Supplied passage:
________
American opera singer

Sophie Braslau (August 16, 1892 – December 22, 1935) was a dramatic contralto prominent in United States opera, starting with her debut in New York City's Metropolitan Opera in 1913 when she was 21.

==Biography==
Braslau was born on August 16, 1892, in Manhattan, New York City, to Abel Braslau and Alexandra Goodelman Braslau. (Note: James's Notable American Women, however, gives the year of her birth as 1888 and cites her New York death certificate as the source.)

As a child, Braslau studied piano. Her vocal talent was discovered by voice teacher Arturo Buzzi-Peccia, a family friend, who heard the little girl humming while she practiced piano. Braslau herself claimed to be inspired to a singing career after hearing Alma Gluck, another student of Buzzi-Peccia. She studied with Buzzi-Peccia for three years and then with a number of other instructors. She auditioned for New York's Metropolitan Opera in April 1913, was promptly signed to a contract, and debuted in November of that year. Her first leading role was in 1918 as Shanewis.
________
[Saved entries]

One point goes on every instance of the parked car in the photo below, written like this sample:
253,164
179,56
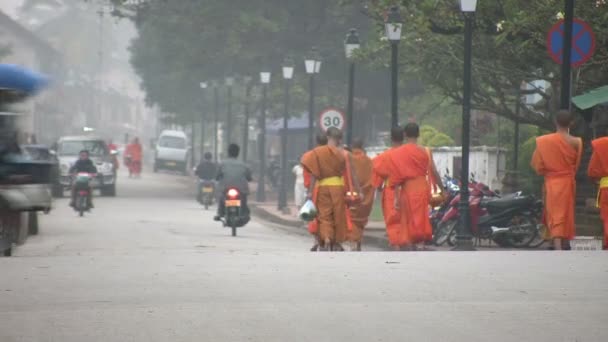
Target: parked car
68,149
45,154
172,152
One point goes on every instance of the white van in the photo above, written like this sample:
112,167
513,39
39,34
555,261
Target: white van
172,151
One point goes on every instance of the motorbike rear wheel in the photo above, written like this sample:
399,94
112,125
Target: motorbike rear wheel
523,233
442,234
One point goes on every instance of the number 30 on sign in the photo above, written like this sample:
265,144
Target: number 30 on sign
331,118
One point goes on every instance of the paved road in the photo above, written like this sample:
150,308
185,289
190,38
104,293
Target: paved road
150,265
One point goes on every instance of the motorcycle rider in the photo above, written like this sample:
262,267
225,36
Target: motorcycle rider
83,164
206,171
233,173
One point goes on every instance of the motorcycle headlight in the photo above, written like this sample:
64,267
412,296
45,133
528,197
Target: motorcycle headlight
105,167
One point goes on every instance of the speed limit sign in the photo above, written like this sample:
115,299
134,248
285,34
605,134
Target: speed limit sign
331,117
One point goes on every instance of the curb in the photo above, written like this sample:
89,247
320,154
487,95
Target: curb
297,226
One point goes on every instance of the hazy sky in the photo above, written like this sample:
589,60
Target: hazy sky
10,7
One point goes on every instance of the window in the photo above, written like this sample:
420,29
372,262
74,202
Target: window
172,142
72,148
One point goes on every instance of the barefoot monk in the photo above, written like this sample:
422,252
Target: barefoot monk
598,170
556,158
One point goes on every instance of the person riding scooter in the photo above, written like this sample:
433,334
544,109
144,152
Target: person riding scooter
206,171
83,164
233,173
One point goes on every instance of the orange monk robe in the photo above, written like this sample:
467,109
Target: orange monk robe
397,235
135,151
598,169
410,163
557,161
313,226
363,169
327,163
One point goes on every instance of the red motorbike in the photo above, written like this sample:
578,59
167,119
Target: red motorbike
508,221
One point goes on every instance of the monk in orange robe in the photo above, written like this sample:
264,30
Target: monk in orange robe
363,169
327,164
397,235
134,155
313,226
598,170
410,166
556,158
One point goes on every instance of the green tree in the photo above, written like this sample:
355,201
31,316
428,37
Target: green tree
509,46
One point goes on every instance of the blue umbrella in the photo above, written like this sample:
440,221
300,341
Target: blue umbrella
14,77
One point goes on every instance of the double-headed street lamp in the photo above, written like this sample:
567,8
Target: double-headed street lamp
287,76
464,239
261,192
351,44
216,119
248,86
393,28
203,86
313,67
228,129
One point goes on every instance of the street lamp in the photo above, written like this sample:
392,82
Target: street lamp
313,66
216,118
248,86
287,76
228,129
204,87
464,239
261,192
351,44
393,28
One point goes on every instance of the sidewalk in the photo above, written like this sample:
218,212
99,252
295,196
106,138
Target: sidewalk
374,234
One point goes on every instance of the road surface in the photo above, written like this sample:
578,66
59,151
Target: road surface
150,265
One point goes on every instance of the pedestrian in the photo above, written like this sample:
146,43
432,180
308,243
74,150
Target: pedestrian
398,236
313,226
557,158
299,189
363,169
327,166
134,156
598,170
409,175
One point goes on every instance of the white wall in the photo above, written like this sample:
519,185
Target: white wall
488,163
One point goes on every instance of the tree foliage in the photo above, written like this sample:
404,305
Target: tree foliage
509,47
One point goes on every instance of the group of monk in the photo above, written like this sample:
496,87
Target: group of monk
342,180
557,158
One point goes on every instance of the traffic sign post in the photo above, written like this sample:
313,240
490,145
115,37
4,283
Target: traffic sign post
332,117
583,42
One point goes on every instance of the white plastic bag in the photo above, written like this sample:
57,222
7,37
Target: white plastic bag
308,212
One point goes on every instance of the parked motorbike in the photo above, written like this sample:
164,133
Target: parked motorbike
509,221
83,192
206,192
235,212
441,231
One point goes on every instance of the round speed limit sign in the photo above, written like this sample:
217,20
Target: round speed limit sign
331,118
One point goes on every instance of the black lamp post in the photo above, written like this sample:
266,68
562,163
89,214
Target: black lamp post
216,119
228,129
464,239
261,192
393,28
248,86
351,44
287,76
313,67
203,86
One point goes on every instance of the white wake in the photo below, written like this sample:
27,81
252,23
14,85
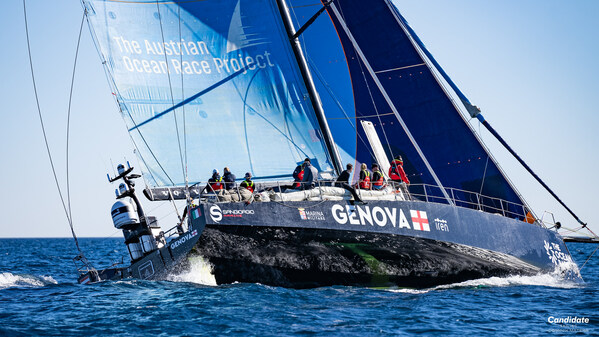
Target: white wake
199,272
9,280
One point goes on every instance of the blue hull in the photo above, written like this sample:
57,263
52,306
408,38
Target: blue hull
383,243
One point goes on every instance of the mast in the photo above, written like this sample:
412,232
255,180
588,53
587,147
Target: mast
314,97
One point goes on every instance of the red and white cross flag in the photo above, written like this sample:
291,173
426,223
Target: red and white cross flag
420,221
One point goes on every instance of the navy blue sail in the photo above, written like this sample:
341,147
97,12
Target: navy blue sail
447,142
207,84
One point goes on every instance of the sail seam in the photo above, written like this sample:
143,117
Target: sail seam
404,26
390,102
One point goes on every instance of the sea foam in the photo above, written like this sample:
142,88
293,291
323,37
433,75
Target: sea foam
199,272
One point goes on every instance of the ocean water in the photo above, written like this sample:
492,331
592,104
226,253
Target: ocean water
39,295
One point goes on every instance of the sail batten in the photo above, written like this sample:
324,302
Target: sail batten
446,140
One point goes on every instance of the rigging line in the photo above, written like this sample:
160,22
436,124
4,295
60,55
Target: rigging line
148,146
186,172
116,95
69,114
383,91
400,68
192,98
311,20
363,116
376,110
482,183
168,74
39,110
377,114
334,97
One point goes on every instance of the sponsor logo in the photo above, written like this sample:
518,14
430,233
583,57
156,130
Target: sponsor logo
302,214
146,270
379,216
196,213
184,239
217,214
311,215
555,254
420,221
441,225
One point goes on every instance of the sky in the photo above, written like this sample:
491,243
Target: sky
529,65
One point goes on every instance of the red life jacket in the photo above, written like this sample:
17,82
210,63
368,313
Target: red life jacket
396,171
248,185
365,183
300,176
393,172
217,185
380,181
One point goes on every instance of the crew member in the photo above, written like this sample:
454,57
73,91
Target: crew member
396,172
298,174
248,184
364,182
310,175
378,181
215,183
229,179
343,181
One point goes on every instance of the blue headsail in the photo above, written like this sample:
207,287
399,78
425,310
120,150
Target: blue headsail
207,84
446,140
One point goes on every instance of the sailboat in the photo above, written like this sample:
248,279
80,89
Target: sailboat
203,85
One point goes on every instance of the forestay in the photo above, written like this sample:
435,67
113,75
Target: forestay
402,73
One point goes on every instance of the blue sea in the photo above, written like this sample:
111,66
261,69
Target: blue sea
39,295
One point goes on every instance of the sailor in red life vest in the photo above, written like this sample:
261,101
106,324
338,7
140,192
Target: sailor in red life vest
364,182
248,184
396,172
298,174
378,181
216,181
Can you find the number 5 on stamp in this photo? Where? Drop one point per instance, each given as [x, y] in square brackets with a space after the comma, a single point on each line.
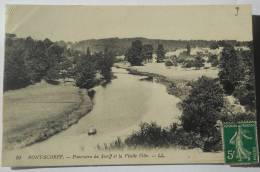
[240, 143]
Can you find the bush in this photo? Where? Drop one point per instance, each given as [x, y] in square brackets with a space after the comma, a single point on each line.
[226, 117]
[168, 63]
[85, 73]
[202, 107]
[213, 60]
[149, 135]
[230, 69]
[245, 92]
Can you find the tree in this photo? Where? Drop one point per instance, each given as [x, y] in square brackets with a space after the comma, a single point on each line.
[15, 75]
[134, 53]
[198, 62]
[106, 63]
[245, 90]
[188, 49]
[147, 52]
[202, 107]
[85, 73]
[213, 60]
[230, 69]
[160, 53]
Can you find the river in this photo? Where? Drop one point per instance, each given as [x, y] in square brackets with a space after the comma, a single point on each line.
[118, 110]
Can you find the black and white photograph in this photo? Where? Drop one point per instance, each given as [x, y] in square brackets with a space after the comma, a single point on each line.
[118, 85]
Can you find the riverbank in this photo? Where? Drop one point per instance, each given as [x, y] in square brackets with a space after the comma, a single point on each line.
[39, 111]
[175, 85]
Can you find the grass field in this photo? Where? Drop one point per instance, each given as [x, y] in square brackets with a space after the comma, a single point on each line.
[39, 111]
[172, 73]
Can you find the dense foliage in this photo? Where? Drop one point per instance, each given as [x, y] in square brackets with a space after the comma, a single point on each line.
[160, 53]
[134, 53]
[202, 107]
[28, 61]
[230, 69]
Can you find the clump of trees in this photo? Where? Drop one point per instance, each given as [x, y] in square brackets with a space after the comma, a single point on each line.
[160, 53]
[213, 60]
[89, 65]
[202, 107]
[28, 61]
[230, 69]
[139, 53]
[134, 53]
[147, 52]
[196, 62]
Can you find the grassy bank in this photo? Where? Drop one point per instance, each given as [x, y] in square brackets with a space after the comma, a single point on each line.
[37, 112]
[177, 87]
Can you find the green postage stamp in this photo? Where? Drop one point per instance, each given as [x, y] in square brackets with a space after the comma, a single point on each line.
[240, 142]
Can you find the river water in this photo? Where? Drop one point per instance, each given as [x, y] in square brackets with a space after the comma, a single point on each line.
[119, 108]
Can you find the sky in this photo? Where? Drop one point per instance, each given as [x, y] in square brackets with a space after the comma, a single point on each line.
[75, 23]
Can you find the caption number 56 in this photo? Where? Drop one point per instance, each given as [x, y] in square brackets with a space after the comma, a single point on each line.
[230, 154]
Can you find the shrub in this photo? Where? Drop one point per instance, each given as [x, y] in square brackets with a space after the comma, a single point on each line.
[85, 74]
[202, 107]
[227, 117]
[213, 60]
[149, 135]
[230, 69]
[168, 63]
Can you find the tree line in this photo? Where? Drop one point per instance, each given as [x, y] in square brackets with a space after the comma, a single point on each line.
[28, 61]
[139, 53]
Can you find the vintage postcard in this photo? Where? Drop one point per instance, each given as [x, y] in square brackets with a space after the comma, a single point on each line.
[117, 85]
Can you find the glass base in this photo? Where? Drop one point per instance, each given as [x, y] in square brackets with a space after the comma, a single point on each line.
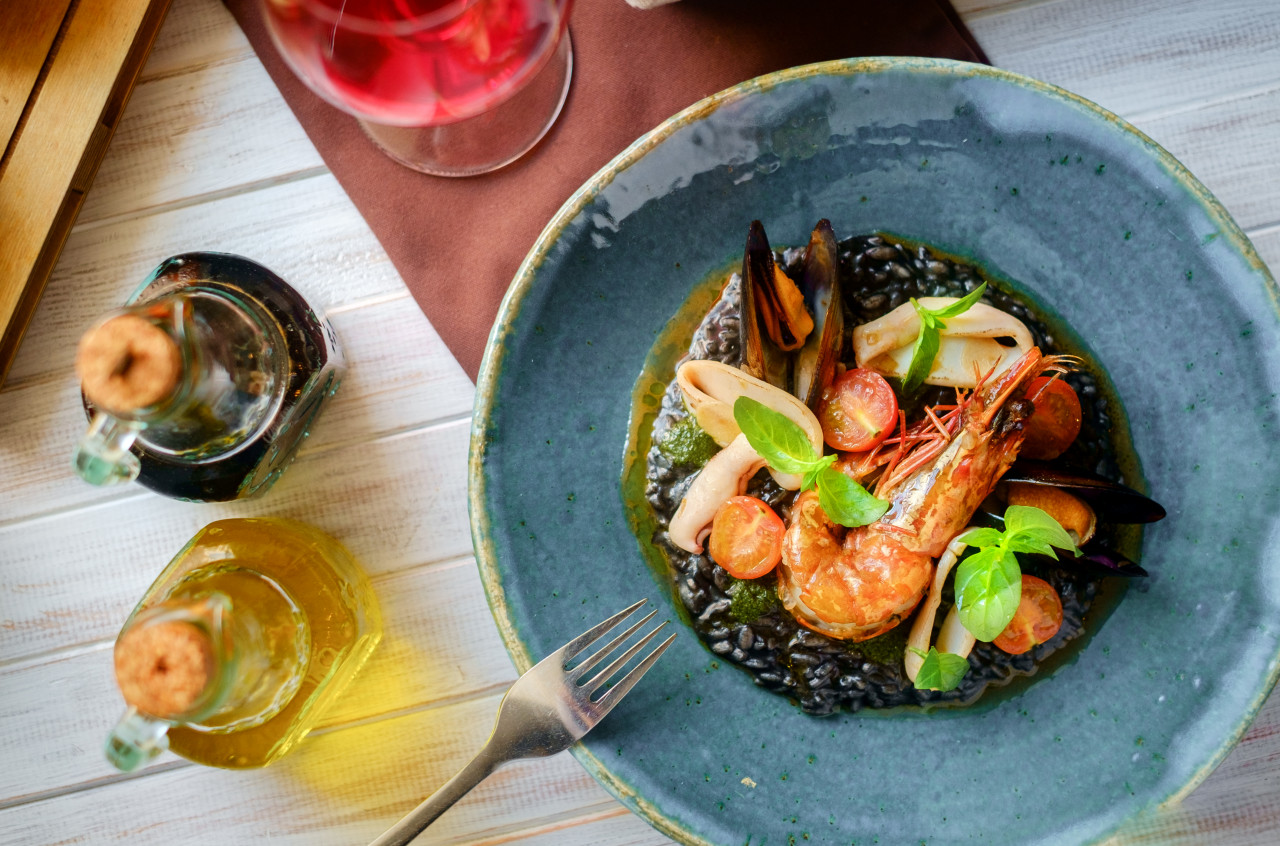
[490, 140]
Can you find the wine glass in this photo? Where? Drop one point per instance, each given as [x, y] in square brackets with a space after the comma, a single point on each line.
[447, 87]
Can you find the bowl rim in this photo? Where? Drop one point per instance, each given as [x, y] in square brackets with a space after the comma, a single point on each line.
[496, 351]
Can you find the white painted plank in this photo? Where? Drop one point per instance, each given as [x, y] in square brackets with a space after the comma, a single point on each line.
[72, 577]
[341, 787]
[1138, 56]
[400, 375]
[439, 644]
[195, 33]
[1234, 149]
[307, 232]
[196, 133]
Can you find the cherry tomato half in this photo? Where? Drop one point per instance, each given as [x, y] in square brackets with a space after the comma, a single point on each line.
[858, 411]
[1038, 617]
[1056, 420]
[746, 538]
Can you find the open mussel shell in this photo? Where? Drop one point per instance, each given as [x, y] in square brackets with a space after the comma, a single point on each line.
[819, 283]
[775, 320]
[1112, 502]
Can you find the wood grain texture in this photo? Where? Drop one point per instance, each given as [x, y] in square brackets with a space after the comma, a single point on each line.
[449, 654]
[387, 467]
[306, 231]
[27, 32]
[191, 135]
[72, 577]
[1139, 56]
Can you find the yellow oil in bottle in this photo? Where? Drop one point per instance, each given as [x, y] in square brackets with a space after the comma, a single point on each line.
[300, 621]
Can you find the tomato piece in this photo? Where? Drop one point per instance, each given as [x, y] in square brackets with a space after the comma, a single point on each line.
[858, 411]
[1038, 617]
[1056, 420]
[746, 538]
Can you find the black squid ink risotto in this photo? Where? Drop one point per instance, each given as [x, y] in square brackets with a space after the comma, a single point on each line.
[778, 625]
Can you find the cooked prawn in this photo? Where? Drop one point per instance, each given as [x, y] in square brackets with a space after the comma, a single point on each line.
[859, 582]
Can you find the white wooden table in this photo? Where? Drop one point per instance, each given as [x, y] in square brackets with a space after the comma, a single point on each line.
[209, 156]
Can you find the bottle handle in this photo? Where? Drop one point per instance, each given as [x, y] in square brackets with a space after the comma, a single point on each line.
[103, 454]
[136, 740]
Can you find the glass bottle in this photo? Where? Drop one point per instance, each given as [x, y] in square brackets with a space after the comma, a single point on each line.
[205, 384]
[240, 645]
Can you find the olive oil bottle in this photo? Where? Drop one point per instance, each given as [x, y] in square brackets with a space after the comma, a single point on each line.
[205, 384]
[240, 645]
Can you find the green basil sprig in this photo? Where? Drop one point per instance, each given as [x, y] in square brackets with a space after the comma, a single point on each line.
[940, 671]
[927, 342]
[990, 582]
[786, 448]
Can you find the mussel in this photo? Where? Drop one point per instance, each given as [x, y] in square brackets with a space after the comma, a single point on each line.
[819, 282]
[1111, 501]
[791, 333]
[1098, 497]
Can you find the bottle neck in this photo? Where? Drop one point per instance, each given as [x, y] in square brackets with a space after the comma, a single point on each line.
________
Carry on the Sophie Braslau biography from the point where it stops.

Reply:
Braslau also sang in concert and toured widely and frequently, first in the United States and Canada, then in Europe in the 1920s, using a repertoire which included works in English, French, German, Italian, Russian, and Yiddish.

She retired from her full-time opera career in the late 1920s and performed very little as frail health brought her life to an early close.

Sophie Braslau died of cancer on December 22, 1935, in Manhattan. At her funeral Sergei Rachmaninoff was an honorary pallbearer; the eulogy was delivered by Olin Downes, music critic for The New York Times.

==Recordings==
Braslau made a number of recordings for the Victor Talking Machine Company and Columbia Records, often featuring her longtime accompanist Louise Bloch; some of the recordings were reissued on LP and CD. Her friendship with George Gershwin led her to record "The Man I Love" for Columbia.